Saved entries:
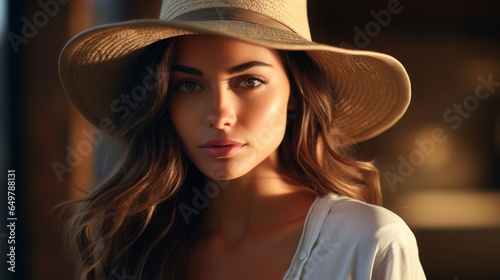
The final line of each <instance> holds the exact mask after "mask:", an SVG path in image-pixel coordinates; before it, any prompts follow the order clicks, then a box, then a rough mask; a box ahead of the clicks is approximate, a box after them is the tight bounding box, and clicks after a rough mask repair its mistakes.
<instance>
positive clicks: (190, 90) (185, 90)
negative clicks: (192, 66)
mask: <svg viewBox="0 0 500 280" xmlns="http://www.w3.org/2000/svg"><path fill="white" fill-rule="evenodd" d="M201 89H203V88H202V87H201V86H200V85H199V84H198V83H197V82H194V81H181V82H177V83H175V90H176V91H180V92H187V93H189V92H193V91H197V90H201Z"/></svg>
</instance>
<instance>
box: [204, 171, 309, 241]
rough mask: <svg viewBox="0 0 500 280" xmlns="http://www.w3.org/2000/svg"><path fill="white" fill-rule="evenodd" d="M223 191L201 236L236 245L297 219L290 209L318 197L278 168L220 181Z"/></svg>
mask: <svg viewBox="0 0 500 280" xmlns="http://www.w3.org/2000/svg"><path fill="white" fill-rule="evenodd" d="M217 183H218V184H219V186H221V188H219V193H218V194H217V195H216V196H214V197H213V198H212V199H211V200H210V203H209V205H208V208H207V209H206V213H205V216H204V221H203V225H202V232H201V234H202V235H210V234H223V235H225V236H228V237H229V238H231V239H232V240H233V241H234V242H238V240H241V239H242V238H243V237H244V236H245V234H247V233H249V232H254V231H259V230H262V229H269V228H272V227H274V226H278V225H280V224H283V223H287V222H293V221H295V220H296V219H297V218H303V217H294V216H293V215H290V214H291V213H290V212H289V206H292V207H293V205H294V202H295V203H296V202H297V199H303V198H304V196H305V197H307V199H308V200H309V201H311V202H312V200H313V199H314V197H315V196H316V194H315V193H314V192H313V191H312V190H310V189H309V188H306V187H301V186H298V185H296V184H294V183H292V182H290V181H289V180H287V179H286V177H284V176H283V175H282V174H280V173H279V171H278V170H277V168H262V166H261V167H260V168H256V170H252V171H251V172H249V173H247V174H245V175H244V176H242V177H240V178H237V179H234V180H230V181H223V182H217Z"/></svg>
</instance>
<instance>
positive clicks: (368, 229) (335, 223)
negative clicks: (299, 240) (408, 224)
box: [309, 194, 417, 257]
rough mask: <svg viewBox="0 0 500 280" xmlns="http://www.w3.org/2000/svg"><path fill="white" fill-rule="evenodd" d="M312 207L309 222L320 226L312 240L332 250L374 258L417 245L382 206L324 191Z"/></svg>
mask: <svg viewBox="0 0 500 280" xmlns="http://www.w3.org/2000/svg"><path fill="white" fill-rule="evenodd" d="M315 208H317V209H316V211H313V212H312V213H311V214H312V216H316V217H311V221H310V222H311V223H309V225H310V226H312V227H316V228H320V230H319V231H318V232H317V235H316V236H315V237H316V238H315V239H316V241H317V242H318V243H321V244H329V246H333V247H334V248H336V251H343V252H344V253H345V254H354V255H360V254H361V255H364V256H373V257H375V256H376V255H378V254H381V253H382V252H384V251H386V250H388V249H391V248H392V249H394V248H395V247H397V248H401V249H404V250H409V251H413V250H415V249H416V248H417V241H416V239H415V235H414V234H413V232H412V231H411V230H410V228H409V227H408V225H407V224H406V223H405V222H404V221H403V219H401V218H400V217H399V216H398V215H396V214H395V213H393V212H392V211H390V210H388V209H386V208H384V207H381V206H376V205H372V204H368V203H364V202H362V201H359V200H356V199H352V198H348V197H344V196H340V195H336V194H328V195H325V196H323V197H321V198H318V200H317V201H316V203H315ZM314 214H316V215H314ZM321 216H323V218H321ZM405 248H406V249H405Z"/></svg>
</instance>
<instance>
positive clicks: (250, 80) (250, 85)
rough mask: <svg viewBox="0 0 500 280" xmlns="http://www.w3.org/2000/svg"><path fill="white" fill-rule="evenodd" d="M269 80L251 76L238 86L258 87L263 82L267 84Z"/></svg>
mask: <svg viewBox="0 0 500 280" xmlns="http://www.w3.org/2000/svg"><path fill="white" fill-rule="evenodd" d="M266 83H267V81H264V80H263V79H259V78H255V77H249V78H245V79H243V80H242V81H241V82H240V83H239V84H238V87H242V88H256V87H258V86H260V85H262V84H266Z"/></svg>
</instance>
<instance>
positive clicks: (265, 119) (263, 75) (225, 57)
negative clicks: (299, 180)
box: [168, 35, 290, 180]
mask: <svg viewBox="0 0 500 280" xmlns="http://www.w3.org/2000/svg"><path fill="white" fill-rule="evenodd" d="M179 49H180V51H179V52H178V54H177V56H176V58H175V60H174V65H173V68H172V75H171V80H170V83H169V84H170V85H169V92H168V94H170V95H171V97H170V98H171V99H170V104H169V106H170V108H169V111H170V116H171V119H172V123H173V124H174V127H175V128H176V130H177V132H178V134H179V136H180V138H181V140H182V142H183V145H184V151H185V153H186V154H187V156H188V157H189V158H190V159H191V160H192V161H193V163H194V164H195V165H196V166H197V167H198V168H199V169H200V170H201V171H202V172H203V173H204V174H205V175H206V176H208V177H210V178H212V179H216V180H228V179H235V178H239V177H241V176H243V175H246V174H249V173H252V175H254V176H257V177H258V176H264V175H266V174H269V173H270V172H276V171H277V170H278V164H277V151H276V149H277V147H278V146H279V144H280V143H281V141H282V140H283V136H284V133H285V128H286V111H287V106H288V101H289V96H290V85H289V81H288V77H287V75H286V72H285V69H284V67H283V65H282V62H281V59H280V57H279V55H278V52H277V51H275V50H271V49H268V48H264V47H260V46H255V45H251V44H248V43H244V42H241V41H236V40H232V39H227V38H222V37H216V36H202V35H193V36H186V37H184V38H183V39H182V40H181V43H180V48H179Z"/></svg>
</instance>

TO-DO ITEM: Please revise the data above by replacing "rough mask" with "coarse mask" everywhere it occurs, keeping everything else unchanged. Leave the pictures out of your version.

RESULT OF THIS TASK:
The final line of each <instance> holds the exact mask after "mask:", an SVG path in image-pixel coordinates; before it, any prompts follow the order clicks, then a box, then a coarse mask; a box ahead of the clicks is approximate, a box after them is the tight bounding box, and clicks after a coarse mask repair its mistakes.
<instance>
positive clicks: (190, 90) (185, 90)
negative clicks: (192, 66)
mask: <svg viewBox="0 0 500 280" xmlns="http://www.w3.org/2000/svg"><path fill="white" fill-rule="evenodd" d="M201 89H203V88H202V87H201V86H200V85H199V84H198V83H197V82H194V81H181V82H177V83H175V90H176V91H180V92H187V93H189V92H193V91H197V90H201Z"/></svg>
</instance>
<instance>
box: [204, 171, 309, 241]
coarse mask: <svg viewBox="0 0 500 280" xmlns="http://www.w3.org/2000/svg"><path fill="white" fill-rule="evenodd" d="M223 191L201 236L236 245L297 219L290 209L318 197L278 168L220 181Z"/></svg>
mask: <svg viewBox="0 0 500 280" xmlns="http://www.w3.org/2000/svg"><path fill="white" fill-rule="evenodd" d="M217 183H218V184H219V186H221V188H219V193H218V194H217V195H216V196H214V197H213V198H212V199H211V200H210V203H209V205H208V208H207V209H206V213H205V216H204V221H203V225H202V232H201V234H202V235H210V234H223V235H225V236H228V237H229V238H231V239H232V240H233V241H234V242H238V240H241V239H242V238H243V237H244V236H245V234H247V233H249V232H254V231H259V230H262V229H269V228H272V227H274V226H278V225H280V224H283V223H287V222H293V221H295V220H296V219H297V218H303V217H294V216H293V215H290V214H291V213H290V212H289V206H292V207H293V205H294V202H295V203H296V202H297V199H303V198H304V196H305V197H307V199H308V200H309V201H311V202H312V200H313V199H314V197H315V196H316V194H315V193H314V192H313V191H312V190H310V189H309V188H306V187H301V186H298V185H296V184H294V183H292V182H290V181H289V180H287V179H286V177H284V176H283V175H282V174H280V173H279V171H278V170H277V168H262V166H261V167H260V168H256V170H252V171H251V172H249V173H247V174H245V175H244V176H242V177H240V178H237V179H234V180H230V181H223V182H217Z"/></svg>
</instance>
<instance>
positive clicks: (368, 229) (335, 223)
negative clicks: (299, 240) (408, 224)
box: [309, 194, 417, 257]
coarse mask: <svg viewBox="0 0 500 280" xmlns="http://www.w3.org/2000/svg"><path fill="white" fill-rule="evenodd" d="M312 207L309 222L320 226L312 240L332 250L374 258L417 245L382 206L324 191Z"/></svg>
mask: <svg viewBox="0 0 500 280" xmlns="http://www.w3.org/2000/svg"><path fill="white" fill-rule="evenodd" d="M315 208H317V209H316V211H313V212H312V213H311V214H312V216H316V217H311V221H310V222H311V223H309V225H310V226H312V227H316V228H320V230H319V231H318V232H317V235H316V236H315V237H316V238H315V239H316V241H317V242H318V243H321V244H329V246H333V247H334V248H336V251H343V252H344V253H345V254H354V255H360V254H361V255H364V256H373V257H375V256H376V255H378V254H381V253H382V252H384V251H386V250H388V249H391V248H392V249H394V248H395V247H397V248H401V249H404V250H409V251H413V250H415V249H416V248H417V241H416V239H415V235H414V234H413V232H412V231H411V230H410V228H409V227H408V225H407V224H406V223H405V222H404V221H403V219H401V218H400V217H399V216H398V215H396V214H395V213H393V212H392V211H390V210H388V209H386V208H384V207H381V206H376V205H372V204H368V203H364V202H362V201H359V200H356V199H352V198H348V197H344V196H340V195H336V194H328V195H325V196H323V197H321V198H318V200H317V201H316V203H315ZM314 214H316V215H314ZM321 216H323V218H321ZM405 248H406V249H405Z"/></svg>
</instance>
<instance>
positive clicks: (250, 80) (250, 85)
coarse mask: <svg viewBox="0 0 500 280" xmlns="http://www.w3.org/2000/svg"><path fill="white" fill-rule="evenodd" d="M269 80L251 76L238 86L258 87L263 82L267 84Z"/></svg>
mask: <svg viewBox="0 0 500 280" xmlns="http://www.w3.org/2000/svg"><path fill="white" fill-rule="evenodd" d="M266 83H267V81H264V80H263V79H259V78H255V77H249V78H245V79H243V80H242V81H241V82H240V83H239V84H238V87H242V88H256V87H258V86H260V85H262V84H266Z"/></svg>
</instance>
<instance>
positive clicks: (265, 119) (263, 75) (225, 57)
negative clicks: (299, 180)
box: [168, 35, 290, 180]
mask: <svg viewBox="0 0 500 280" xmlns="http://www.w3.org/2000/svg"><path fill="white" fill-rule="evenodd" d="M179 49H180V51H179V52H178V54H177V56H176V58H175V60H174V65H173V68H172V75H171V80H170V83H169V84H170V85H169V92H168V94H170V95H171V97H170V98H171V99H170V104H169V106H170V108H169V111H170V116H171V119H172V123H173V124H174V127H175V128H176V130H177V132H178V134H179V136H180V138H181V140H182V142H183V145H184V151H185V153H186V154H187V156H188V157H189V158H190V159H191V160H192V161H193V163H194V164H195V165H196V166H197V167H198V168H199V169H200V170H201V171H202V172H203V173H204V174H205V175H206V176H208V177H210V178H212V179H216V180H228V179H235V178H239V177H241V176H243V175H246V174H249V173H252V175H254V176H257V177H258V176H264V175H266V174H269V173H270V172H276V171H277V170H278V164H277V151H276V149H277V147H278V146H279V144H280V143H281V141H282V140H283V136H284V133H285V128H286V111H287V106H288V101H289V96H290V85H289V81H288V77H287V75H286V72H285V69H284V67H283V65H282V62H281V59H280V57H279V55H278V52H277V51H275V50H271V49H268V48H264V47H260V46H255V45H251V44H248V43H244V42H241V41H236V40H232V39H227V38H222V37H216V36H202V35H193V36H186V37H184V38H183V39H182V40H181V43H180V48H179Z"/></svg>
</instance>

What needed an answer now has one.